Please quote only the lines that start at the one with "Exercise. Tag every instance of the basketball" and go on to the last line of the data, both ends kept.

═════ Data entries ═════

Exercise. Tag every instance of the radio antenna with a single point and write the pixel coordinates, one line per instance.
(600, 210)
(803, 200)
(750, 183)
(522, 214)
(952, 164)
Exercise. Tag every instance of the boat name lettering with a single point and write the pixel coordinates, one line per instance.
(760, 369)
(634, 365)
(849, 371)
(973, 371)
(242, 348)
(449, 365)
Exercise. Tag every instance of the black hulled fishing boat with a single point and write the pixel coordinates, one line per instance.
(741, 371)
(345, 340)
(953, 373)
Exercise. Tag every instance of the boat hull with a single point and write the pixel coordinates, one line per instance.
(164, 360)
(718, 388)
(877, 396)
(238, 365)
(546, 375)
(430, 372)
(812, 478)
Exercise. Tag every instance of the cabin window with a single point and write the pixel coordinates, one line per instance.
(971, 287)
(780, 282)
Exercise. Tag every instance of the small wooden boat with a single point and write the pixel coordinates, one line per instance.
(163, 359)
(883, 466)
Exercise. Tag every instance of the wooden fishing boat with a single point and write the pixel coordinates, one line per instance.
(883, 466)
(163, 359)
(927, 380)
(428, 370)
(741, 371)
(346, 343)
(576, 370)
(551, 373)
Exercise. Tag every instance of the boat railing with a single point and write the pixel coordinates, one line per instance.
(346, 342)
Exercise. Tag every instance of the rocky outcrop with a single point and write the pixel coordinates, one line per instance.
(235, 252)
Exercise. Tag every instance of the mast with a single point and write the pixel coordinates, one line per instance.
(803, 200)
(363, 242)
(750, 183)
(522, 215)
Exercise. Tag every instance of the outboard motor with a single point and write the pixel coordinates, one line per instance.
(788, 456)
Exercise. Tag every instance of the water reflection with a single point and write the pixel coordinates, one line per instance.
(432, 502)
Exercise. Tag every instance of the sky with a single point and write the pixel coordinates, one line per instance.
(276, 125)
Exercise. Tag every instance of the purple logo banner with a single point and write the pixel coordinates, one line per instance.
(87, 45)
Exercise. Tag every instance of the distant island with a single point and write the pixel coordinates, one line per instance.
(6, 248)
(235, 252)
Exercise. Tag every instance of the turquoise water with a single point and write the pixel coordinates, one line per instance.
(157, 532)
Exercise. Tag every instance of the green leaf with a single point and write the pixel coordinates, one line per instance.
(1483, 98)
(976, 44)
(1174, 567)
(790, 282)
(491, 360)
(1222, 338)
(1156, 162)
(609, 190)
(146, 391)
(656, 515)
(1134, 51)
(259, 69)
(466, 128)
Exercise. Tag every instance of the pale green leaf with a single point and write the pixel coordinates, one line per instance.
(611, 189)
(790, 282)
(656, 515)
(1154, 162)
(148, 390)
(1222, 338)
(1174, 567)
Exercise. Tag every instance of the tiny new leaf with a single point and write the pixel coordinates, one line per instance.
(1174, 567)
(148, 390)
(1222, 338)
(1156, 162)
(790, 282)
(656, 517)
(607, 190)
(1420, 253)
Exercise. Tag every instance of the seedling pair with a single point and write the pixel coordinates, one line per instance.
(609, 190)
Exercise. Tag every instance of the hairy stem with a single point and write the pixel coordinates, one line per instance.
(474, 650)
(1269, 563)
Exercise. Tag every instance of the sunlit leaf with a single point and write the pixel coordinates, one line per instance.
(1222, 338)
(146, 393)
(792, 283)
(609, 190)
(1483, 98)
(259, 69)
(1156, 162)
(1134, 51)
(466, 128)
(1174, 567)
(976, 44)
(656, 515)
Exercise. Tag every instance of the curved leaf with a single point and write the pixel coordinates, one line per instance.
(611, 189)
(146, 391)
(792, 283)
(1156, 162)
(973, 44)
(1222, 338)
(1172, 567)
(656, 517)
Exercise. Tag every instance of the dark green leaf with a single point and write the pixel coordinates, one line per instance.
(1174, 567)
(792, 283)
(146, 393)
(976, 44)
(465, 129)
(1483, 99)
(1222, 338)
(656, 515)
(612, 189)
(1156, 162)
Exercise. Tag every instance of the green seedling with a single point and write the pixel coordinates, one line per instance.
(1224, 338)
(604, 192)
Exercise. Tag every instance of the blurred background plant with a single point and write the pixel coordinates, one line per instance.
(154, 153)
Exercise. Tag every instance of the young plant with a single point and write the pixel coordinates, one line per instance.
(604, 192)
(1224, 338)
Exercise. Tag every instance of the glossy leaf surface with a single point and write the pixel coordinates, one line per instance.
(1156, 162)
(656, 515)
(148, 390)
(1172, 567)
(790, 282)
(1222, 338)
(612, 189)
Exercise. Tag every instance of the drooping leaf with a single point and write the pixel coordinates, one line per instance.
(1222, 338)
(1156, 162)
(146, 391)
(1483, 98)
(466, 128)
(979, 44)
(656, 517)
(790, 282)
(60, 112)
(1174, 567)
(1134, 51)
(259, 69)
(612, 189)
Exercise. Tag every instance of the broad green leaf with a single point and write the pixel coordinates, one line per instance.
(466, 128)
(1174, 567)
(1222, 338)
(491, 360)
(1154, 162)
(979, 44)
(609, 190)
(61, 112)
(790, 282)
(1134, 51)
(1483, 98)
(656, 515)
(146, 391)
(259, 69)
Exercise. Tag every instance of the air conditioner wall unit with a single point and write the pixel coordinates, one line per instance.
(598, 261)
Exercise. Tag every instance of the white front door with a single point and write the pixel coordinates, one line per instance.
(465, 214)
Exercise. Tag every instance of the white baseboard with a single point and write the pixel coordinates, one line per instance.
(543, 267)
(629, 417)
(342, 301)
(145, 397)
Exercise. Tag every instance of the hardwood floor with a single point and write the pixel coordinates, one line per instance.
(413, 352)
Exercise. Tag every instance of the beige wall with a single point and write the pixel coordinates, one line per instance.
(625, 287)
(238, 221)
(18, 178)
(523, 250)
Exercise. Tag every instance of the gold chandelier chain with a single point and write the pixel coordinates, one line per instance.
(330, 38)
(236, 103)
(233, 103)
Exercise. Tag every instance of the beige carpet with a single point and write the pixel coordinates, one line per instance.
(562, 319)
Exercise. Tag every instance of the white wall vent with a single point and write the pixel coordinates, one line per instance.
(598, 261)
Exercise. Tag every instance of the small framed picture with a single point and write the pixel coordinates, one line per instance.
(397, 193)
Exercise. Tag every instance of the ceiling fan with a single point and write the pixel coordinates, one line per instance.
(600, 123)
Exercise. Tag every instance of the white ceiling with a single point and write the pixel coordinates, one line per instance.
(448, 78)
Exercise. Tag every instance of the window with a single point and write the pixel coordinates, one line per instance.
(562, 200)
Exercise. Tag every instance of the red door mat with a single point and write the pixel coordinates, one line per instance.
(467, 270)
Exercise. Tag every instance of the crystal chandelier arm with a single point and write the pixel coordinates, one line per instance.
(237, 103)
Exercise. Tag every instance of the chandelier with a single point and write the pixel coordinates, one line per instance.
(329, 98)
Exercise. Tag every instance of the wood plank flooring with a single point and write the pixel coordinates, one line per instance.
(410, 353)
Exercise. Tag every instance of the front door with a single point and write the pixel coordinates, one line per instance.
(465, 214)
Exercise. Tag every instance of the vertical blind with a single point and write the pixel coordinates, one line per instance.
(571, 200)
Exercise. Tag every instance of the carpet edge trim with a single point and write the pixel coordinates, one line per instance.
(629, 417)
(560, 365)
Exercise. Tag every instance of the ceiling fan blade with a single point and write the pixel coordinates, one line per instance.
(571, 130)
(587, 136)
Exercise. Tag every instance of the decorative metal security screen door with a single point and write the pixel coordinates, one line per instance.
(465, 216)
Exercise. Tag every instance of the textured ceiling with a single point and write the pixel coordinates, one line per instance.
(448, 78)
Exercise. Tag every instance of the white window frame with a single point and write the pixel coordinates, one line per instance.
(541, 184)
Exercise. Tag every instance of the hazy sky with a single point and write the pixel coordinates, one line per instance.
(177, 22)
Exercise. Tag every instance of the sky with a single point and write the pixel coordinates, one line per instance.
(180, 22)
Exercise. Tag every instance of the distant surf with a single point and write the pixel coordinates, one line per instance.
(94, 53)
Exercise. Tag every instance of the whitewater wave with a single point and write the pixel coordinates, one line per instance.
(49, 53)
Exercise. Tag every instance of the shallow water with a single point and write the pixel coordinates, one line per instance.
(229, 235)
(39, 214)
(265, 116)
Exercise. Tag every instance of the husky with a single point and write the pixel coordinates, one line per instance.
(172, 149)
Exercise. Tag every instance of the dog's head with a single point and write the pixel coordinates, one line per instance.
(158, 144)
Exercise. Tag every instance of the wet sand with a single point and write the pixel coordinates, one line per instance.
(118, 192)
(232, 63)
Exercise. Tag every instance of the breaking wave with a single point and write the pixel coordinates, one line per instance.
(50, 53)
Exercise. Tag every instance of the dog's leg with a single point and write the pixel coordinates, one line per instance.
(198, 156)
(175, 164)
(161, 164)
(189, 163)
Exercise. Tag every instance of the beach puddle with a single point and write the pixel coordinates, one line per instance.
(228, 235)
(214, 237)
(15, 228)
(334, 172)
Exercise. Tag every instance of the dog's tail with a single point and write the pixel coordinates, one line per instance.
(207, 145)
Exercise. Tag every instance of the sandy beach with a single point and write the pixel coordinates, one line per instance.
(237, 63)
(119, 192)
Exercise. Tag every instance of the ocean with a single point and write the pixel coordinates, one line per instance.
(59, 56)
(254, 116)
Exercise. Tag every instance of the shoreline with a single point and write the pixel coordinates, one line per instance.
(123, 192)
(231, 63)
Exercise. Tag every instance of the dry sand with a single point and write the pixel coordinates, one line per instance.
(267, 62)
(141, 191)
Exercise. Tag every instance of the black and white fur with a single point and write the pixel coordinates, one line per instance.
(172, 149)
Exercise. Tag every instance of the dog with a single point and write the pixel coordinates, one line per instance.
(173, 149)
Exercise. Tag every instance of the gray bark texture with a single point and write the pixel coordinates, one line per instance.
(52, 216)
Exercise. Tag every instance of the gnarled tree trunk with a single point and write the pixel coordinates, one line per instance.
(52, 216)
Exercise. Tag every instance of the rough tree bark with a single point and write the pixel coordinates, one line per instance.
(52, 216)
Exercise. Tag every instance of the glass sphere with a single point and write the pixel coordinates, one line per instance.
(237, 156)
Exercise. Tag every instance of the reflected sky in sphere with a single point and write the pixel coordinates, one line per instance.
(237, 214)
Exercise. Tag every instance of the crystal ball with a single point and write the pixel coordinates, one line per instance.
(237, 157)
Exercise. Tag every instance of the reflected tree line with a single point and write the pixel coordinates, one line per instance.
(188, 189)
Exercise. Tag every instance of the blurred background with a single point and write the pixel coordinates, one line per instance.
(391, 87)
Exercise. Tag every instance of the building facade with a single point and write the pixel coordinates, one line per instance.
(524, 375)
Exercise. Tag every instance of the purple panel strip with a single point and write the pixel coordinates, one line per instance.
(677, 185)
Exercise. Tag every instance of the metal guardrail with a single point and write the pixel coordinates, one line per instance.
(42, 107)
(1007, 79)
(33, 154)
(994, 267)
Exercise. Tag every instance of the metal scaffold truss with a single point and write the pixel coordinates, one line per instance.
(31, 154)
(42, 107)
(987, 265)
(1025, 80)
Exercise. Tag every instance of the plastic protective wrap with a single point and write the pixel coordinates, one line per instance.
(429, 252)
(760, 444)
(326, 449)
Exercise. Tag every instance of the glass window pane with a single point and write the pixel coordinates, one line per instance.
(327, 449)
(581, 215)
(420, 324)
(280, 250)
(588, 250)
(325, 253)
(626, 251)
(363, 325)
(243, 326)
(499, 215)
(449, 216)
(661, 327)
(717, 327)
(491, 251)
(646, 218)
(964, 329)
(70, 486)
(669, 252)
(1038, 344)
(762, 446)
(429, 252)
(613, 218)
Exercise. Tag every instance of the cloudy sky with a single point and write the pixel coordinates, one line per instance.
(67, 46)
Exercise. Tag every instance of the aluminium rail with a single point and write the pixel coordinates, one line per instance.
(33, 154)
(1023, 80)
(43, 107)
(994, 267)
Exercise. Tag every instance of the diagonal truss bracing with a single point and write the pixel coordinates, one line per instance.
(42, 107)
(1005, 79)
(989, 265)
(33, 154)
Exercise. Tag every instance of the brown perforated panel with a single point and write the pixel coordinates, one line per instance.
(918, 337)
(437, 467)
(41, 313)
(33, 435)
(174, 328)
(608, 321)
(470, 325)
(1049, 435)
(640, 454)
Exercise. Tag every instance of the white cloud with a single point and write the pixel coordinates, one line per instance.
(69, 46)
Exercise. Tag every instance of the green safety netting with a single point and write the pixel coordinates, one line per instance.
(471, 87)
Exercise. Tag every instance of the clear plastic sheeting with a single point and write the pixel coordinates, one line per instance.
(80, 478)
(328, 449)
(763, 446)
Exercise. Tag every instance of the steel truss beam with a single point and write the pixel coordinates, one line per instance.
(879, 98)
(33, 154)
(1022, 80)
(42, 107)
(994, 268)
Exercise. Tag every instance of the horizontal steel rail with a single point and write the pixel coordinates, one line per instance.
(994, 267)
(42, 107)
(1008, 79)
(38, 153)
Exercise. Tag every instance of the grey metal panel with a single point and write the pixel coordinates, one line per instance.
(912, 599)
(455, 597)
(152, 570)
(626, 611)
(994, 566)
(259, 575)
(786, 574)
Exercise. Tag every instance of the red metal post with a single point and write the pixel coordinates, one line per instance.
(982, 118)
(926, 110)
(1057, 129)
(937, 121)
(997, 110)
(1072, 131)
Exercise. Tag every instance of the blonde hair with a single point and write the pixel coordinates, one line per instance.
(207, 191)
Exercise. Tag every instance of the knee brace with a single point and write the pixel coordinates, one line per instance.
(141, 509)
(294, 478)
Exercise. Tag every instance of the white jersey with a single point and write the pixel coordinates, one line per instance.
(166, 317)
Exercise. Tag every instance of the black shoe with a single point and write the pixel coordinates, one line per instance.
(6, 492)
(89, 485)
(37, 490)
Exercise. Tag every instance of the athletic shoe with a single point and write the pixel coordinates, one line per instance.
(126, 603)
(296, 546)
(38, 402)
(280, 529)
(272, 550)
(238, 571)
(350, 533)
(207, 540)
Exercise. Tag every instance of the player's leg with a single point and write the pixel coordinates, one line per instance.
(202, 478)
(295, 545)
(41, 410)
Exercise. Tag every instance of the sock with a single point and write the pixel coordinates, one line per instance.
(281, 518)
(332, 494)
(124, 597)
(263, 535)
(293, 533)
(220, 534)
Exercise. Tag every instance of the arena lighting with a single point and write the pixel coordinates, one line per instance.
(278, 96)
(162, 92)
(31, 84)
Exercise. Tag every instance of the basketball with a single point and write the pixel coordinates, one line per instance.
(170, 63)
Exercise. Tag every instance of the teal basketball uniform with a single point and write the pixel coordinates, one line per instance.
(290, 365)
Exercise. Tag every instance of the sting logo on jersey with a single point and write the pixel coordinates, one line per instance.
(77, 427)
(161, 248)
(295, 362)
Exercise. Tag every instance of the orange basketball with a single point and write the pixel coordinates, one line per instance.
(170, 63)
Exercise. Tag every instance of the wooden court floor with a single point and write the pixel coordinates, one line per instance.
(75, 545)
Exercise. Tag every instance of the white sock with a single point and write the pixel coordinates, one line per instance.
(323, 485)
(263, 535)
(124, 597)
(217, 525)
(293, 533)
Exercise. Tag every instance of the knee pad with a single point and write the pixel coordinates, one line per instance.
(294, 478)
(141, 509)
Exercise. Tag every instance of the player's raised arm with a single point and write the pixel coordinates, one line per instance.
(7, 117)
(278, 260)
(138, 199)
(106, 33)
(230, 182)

═════

## [Full response]
Exercise. Tag every instance of the basketball with a single point and write the pixel coordinates, one line per instance.
(170, 63)
Exercise. Tag every instance of the teal basketball uniform with a single point and write the pixel coordinates, one line per instance.
(290, 365)
Exercise. Tag every instance of the sting logo on jersey with a single point and write the pixel coordinates, one line per instance.
(77, 427)
(161, 248)
(295, 362)
Exercise. Tag every instance of the orange basketball with a single point and write the pixel coordinates, one line per instance.
(170, 63)
Exercise. Tag every instance of the wooden court floor with a single point and write the pixel coordinates, one line per instance.
(75, 545)
Exercise. Tag every instance of the white sock with a single point and write the pixel coordinates, one line per instance.
(323, 485)
(263, 535)
(124, 597)
(217, 525)
(293, 533)
Exercise. Tag every instance of the knee pad with a single point and write the pixel coordinates, one line per instance.
(294, 478)
(141, 509)
Exercise. Tag every instance of the player's raised arm with a single point and write the pixel coordinates, one line per instance.
(7, 117)
(278, 260)
(138, 199)
(106, 33)
(230, 182)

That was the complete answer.